==== Information supplied

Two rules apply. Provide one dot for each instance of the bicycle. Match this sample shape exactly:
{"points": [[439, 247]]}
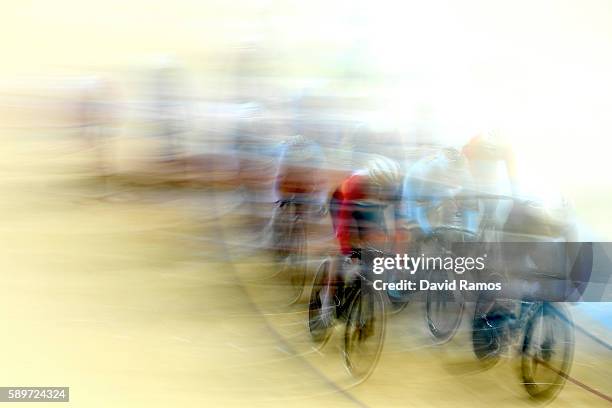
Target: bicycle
{"points": [[444, 308], [542, 335], [289, 244], [356, 302]]}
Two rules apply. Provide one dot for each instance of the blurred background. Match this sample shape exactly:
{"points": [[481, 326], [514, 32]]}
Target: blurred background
{"points": [[140, 146]]}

========

(Short problem):
Can you copy, word for word, the stretch of the records from the line containing "of the blurred" through the end of the records?

(Answer for the task):
Two rules apply. Provide one dot for each instance of the blurred background. Match this sample shape exactly:
{"points": [[481, 326], [514, 32]]}
Target: blurred background
{"points": [[140, 146]]}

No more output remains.